List each line of the data below that contains the string "bowler", treating uppercase and lowercase letters as different.

— Begin —

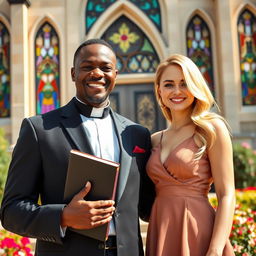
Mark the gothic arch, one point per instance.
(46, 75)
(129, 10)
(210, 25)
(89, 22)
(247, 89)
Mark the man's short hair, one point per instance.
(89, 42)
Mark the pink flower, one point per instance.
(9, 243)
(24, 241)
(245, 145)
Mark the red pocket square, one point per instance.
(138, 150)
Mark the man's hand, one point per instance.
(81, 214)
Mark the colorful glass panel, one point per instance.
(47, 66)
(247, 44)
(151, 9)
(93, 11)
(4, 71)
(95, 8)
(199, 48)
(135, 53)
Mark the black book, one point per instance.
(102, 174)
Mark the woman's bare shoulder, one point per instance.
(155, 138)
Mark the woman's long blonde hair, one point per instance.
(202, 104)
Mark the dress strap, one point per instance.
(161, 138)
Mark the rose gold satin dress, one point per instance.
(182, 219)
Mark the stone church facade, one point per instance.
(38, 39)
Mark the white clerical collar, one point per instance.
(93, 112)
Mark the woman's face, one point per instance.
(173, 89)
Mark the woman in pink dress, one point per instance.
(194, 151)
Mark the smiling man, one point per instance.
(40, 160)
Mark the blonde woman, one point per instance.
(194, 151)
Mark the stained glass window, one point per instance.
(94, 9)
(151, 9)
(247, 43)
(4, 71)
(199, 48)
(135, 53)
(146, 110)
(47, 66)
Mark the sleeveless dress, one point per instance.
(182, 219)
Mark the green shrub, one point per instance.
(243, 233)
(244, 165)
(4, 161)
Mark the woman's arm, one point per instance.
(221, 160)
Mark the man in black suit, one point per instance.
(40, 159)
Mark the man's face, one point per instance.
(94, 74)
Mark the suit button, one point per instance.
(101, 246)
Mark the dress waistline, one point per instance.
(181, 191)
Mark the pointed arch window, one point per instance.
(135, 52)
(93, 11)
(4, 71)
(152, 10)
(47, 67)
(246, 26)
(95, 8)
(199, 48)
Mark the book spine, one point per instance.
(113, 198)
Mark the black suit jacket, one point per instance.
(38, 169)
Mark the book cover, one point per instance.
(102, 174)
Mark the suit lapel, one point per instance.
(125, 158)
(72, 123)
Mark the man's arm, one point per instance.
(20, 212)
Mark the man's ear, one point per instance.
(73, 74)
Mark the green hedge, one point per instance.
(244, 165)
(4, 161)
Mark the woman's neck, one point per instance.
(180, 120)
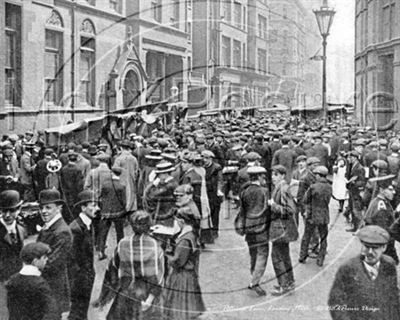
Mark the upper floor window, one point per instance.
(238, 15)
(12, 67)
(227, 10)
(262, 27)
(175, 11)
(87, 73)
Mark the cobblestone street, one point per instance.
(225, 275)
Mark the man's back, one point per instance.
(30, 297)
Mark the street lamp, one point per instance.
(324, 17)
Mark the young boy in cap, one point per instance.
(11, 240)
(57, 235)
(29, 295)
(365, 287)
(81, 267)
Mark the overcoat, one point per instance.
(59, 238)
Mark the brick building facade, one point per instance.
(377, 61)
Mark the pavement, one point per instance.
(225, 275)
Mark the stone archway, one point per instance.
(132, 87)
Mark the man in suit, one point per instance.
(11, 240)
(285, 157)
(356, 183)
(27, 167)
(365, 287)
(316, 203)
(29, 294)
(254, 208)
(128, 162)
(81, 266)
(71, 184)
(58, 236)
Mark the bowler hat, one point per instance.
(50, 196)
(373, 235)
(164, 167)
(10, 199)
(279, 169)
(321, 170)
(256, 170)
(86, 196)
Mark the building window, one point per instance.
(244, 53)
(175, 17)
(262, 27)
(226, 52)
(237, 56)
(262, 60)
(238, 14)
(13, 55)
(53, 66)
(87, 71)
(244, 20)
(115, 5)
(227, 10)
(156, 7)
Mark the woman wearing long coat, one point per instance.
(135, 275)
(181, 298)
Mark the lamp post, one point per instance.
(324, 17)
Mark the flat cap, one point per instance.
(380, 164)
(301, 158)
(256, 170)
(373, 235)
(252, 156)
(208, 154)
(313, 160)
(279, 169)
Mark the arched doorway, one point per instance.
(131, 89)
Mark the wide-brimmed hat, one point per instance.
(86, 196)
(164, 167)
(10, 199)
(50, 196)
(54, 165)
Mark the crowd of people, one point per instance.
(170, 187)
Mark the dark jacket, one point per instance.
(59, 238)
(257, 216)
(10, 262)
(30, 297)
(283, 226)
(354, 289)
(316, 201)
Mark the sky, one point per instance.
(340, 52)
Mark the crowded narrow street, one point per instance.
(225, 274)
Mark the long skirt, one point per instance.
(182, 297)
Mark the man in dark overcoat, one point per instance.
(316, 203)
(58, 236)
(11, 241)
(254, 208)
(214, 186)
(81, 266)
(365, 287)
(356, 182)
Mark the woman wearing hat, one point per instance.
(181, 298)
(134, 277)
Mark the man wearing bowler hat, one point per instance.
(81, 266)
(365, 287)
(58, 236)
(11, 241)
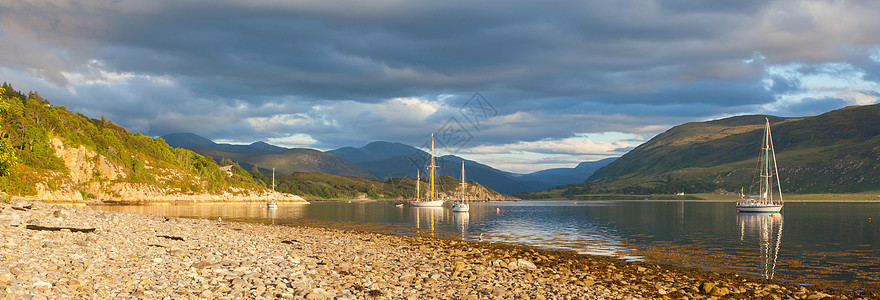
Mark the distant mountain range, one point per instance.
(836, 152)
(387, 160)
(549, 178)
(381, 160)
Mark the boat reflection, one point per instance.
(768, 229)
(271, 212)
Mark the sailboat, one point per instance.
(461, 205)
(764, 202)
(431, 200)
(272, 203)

— End —
— Begin —

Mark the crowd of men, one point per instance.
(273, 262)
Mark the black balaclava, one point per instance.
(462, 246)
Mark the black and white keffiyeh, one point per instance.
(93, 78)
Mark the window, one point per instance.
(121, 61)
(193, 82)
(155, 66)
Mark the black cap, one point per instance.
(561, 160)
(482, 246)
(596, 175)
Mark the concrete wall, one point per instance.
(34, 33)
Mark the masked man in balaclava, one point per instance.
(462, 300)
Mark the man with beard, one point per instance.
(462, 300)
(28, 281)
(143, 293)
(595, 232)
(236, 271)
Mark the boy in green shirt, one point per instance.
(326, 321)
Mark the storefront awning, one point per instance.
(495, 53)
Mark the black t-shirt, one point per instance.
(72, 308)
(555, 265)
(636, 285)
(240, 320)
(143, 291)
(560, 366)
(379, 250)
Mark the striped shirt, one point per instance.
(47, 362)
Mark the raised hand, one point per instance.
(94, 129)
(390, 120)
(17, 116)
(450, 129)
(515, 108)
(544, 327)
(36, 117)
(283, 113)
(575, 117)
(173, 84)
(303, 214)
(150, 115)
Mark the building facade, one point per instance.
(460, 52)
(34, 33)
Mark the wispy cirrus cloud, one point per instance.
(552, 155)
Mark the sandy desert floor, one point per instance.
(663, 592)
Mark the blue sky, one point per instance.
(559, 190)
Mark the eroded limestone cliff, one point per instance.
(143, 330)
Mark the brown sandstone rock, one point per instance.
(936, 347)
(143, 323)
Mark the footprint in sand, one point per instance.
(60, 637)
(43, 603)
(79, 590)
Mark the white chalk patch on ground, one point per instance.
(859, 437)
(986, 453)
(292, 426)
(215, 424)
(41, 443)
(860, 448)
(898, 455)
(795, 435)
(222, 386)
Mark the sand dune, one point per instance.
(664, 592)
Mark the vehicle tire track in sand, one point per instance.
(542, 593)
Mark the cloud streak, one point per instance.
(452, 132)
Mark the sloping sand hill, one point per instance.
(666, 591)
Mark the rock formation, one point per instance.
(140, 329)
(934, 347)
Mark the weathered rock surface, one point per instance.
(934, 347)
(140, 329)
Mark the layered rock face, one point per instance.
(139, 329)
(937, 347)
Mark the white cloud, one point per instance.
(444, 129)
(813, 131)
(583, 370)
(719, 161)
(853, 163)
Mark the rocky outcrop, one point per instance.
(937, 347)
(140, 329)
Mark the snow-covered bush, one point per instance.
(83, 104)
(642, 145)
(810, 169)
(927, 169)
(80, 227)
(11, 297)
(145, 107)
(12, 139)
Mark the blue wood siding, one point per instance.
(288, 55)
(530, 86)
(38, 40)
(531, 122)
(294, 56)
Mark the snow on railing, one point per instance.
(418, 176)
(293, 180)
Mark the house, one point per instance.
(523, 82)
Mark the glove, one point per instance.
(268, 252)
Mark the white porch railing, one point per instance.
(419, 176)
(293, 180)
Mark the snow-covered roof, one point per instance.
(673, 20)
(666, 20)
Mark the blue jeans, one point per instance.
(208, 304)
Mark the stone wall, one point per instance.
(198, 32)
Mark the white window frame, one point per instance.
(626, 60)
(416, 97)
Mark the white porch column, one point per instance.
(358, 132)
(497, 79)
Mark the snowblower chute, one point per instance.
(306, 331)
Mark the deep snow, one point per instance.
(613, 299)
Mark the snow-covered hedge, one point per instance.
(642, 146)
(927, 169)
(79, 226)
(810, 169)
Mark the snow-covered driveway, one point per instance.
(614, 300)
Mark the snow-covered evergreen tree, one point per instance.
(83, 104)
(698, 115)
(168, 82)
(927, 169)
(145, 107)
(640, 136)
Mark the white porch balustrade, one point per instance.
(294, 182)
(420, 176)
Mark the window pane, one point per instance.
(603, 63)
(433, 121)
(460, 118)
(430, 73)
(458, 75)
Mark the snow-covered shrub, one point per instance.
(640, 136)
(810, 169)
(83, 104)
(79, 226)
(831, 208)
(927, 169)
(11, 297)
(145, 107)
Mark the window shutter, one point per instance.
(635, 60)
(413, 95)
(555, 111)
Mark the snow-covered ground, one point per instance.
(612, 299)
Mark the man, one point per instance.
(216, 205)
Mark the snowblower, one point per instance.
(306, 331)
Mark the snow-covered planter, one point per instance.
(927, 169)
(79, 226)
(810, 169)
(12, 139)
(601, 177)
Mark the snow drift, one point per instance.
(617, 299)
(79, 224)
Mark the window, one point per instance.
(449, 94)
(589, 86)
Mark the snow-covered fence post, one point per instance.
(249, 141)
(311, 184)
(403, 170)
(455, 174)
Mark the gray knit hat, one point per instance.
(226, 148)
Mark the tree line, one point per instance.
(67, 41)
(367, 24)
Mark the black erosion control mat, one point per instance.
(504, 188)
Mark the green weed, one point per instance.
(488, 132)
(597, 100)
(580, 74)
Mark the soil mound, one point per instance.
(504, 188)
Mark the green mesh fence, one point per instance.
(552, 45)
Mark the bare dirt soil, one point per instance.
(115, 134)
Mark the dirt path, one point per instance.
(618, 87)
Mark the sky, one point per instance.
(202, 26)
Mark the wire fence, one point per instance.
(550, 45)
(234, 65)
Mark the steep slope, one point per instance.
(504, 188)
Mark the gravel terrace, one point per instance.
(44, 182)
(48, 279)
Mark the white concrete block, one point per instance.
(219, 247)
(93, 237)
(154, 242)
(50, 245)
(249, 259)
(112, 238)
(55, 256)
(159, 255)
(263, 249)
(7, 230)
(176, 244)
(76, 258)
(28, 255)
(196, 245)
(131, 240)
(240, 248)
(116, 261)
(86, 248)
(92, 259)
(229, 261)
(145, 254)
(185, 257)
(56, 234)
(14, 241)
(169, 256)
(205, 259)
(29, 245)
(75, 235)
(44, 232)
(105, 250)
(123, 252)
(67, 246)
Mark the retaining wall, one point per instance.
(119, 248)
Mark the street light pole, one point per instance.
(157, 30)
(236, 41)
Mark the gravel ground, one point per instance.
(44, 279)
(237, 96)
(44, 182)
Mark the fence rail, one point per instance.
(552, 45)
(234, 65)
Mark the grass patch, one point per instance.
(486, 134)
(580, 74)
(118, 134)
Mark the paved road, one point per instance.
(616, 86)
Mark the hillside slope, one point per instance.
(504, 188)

— End —
— Begin —

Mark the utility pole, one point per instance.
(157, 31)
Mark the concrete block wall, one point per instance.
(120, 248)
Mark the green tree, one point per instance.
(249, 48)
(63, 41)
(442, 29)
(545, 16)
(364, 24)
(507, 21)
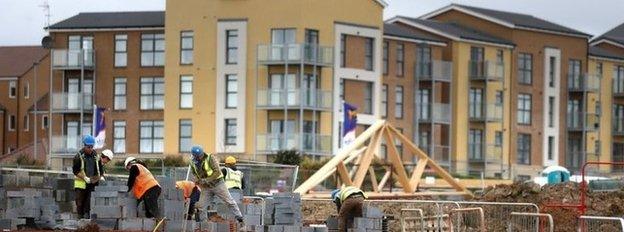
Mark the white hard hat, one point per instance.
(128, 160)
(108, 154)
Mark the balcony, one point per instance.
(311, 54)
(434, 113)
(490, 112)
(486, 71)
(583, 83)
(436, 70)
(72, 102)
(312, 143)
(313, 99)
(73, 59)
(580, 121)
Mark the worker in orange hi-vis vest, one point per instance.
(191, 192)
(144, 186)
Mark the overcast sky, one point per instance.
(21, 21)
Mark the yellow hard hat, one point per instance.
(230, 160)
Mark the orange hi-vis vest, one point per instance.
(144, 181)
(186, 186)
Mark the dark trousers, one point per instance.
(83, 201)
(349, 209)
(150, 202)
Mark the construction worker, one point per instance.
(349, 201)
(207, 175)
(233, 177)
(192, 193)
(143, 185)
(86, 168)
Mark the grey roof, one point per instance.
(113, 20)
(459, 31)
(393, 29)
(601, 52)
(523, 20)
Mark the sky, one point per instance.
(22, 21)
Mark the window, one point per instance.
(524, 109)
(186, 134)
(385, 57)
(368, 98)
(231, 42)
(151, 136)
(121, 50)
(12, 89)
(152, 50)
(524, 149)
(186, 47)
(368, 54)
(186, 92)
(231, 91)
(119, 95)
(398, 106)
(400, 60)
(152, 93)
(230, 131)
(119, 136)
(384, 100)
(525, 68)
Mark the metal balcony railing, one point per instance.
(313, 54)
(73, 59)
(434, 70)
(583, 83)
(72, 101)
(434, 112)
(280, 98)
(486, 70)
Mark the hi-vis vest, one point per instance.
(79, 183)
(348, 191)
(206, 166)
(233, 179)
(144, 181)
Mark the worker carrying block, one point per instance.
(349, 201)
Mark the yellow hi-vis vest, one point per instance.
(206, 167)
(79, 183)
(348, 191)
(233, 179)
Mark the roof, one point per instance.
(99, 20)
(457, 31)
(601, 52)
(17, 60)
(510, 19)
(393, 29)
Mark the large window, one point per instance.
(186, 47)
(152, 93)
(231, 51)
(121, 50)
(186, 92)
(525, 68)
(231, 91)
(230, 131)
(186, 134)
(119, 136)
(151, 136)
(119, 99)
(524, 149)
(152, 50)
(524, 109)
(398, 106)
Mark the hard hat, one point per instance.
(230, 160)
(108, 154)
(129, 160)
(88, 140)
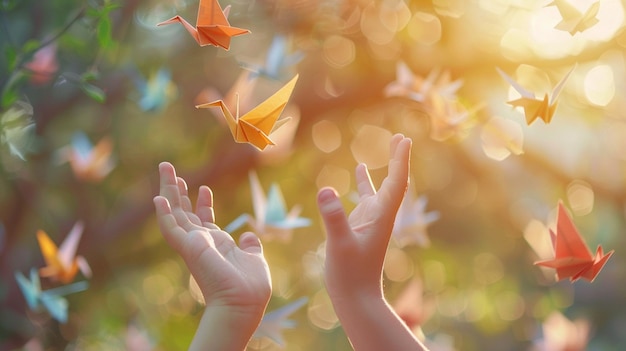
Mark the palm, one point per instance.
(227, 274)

— End —

Answer to the problem —
Mark the bowler hat, one point per instance.
Mark the man wearing bowler hat, one point per instance.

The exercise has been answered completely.